++++ Text block ++++

Make sure your child’s vaccines are up to date.

You can help protect your child from some viruses and bacteria simply by making sure his vaccinations are up to date and that he gets a yearly flu shot.

Do what you can to boost your child’s immunity naturally.

Offer your child a variety of healthy foods so he gets the nutrients he needs. Make sure he gets plenty of sleep each night as well as lots of physical activity every day.

What to do when your child gets sick

Since kids this age average six to eight colds a year, it’s a good bet that your child will bring home a few bugs this winter — no matter how hard you try to prevent it. When that happens, the best you can do is make him comfortable until the virus works its way out of his system. A few tips:

Teach your child to blow his nose.
Encourage your child to blow his nose frequently to get rid of all the extra mucus his body is producing while he has a cold.

Make sure your child gets enough rest.
While this may be easier said than done, the more rest your child gets, the sooner he’ll feel better. So encourage a siesta or two each day.

When your child’s not resting in bed, set him up on the couch with some quiet activities, like a few new books from the library, a children’s video or book on tape, puzzles, drawing or coloring supplies, or board games.

Hook up the humidifier.

++++ Information supplied ++++

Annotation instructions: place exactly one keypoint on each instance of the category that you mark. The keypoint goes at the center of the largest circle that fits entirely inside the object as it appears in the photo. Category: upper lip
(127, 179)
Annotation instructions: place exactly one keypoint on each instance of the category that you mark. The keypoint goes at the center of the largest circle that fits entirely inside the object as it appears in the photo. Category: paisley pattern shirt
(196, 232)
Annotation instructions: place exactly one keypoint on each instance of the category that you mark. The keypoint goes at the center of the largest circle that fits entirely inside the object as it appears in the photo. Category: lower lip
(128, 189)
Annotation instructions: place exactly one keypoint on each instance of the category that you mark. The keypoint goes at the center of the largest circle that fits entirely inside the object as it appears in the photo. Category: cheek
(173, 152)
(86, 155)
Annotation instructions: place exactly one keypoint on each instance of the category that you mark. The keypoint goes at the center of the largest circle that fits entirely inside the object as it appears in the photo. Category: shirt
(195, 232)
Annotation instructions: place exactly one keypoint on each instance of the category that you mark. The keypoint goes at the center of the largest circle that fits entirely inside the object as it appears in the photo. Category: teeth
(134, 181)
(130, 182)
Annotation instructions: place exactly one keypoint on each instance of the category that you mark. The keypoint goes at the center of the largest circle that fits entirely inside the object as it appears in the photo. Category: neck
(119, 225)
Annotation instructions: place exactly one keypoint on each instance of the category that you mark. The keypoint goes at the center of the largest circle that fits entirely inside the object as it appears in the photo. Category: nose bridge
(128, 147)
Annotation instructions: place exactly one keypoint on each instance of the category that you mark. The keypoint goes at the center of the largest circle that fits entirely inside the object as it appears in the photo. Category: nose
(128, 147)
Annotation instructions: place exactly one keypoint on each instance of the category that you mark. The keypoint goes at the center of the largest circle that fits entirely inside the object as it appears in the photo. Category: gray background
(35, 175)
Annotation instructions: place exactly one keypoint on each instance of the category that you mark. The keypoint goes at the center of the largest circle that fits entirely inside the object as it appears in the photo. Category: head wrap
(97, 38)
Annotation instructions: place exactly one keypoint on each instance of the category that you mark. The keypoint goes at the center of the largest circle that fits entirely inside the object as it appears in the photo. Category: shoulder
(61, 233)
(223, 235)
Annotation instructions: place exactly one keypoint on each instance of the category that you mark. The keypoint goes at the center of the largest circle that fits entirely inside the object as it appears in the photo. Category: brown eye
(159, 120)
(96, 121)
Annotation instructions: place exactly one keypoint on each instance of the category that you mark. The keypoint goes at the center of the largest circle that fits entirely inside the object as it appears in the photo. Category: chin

++++
++++ Information supplied ++++

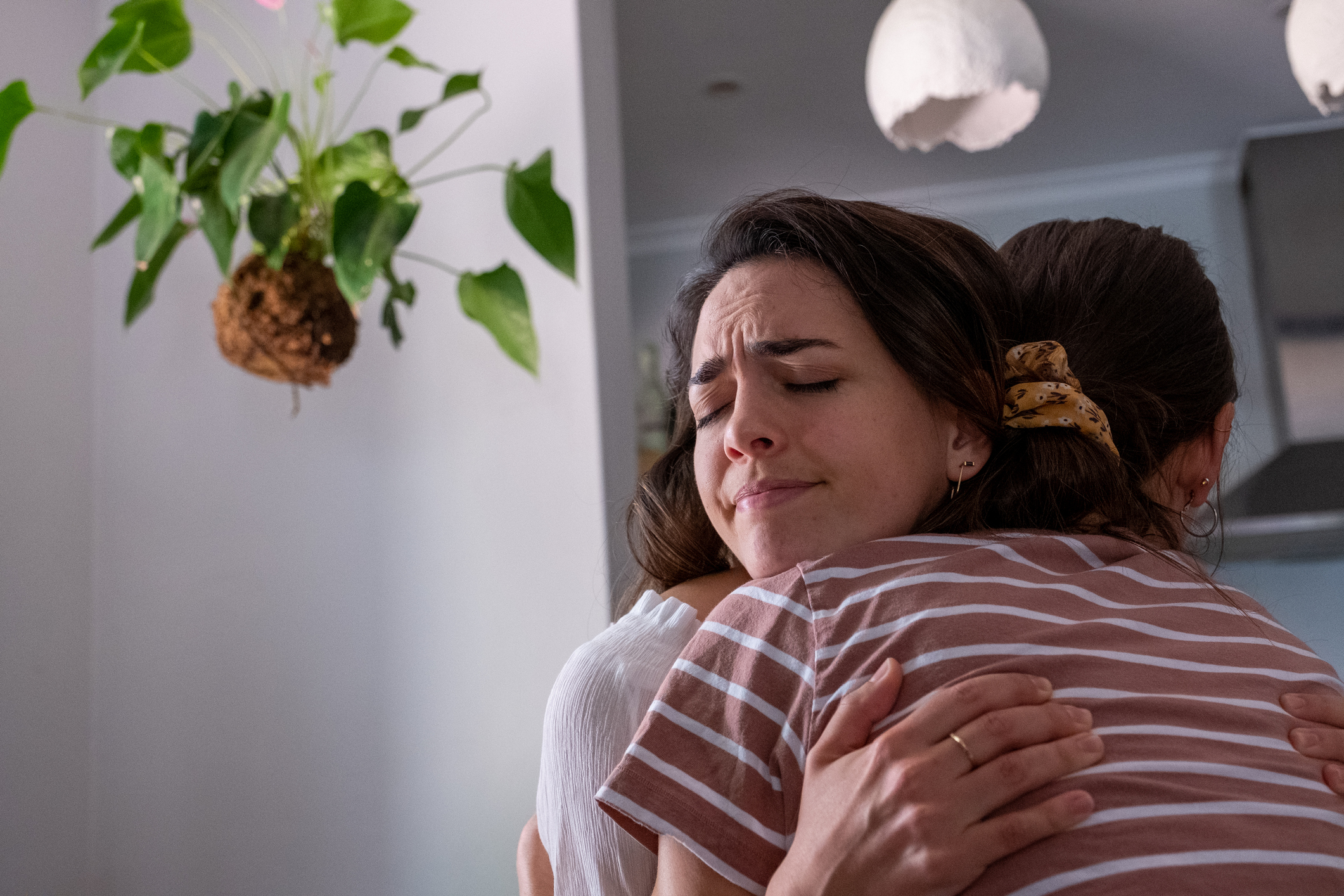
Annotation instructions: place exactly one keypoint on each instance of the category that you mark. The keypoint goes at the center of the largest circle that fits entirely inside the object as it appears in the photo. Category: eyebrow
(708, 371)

++++
++++ Information supplied ++++

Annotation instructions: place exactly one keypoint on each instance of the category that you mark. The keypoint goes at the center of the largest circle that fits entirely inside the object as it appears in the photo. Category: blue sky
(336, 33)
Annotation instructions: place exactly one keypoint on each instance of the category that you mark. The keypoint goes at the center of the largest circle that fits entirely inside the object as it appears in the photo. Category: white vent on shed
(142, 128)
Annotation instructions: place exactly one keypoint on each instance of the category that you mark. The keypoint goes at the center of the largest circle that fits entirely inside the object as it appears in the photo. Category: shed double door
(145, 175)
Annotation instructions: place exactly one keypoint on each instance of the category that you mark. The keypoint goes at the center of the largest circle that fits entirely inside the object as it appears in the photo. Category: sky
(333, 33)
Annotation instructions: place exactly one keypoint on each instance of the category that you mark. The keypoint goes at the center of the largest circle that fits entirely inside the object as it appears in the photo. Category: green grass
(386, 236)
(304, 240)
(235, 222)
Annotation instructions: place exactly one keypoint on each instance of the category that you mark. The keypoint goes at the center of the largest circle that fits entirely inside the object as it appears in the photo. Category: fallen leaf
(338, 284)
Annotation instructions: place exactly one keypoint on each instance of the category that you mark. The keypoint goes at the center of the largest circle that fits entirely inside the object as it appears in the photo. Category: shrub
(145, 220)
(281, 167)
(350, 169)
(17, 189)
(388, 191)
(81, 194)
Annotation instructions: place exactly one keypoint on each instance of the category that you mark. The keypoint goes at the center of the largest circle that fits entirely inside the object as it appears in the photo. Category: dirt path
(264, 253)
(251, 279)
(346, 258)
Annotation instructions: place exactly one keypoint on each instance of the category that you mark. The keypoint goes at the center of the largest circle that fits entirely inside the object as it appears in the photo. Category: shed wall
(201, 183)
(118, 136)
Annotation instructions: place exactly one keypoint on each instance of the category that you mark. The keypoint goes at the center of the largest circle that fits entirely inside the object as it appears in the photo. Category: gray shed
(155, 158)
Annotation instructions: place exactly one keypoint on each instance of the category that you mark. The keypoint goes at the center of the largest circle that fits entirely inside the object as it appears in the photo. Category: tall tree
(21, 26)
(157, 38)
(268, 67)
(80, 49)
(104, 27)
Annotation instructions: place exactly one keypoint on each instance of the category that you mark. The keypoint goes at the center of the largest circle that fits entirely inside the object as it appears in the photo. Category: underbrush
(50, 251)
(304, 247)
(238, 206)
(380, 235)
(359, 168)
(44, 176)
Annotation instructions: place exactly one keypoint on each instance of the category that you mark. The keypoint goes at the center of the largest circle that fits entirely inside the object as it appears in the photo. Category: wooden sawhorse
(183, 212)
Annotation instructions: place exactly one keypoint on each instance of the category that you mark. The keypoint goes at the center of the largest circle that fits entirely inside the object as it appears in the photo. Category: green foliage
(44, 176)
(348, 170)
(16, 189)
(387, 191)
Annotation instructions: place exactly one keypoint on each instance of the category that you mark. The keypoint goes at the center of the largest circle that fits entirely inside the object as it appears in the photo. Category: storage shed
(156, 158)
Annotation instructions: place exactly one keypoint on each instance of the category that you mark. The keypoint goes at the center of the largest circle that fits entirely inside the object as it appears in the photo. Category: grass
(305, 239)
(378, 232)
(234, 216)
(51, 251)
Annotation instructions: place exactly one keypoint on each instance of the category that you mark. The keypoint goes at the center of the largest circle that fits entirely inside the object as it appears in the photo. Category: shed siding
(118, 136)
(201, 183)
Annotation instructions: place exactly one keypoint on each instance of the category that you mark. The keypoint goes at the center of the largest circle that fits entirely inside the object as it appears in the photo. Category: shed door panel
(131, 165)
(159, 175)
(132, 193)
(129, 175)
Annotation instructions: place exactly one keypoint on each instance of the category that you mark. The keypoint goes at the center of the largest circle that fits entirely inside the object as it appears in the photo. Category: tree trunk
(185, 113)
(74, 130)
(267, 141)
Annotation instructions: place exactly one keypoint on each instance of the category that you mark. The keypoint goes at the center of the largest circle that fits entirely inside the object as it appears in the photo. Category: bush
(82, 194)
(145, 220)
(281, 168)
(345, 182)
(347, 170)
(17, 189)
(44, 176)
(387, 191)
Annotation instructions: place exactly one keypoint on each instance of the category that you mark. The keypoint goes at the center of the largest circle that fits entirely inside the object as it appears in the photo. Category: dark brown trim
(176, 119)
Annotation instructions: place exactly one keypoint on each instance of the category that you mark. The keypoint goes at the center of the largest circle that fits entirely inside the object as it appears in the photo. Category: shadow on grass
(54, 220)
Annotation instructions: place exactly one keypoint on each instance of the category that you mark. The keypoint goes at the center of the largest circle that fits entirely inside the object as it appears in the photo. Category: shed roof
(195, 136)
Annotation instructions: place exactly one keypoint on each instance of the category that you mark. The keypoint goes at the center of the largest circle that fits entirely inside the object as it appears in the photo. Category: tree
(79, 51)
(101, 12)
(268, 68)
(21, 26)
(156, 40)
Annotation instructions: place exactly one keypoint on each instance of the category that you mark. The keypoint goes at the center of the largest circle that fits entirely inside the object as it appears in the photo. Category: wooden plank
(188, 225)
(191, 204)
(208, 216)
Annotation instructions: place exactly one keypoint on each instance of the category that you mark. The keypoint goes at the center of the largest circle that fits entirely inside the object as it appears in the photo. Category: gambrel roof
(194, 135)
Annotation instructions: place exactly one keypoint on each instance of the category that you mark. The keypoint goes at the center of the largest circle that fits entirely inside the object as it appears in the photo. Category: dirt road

++++

#### Work instruction 1
Write out the part of the text on children's health starting at "You can help" and ending at "has a cold.".
#### Work instruction 2
Answer these questions from the text on children's health.
(a) How many colds a year do kids this age average?
(b) Besides up-to-date vaccinations, what should the child get every year?
(c) How many siestas a day does the text suggest encouraging?

#### Response area 1
You can help protect your child from some viruses and bacteria simply by making sure his vaccinations are up to date and that he gets a yearly flu shot.

Do what you can to boost your child’s immunity naturally.

Offer your child a variety of healthy foods so he gets the nutrients he needs. Make sure he gets plenty of sleep each night as well as lots of physical activity every day.

What to do when your child gets sick

Since kids this age average six to eight colds a year, it’s a good bet that your child will bring home a few bugs this winter — no matter how hard you try to prevent it. When that happens, the best you can do is make him comfortable until the virus works its way out of his system. A few tips:

Teach your child to blow his nose.
Encourage your child to blow his nose frequently to get rid of all the extra mucus his body is producing while he has a cold.

#### Response area 2
(a) Six to eight.
(b) A flu shot.
(c) One or two.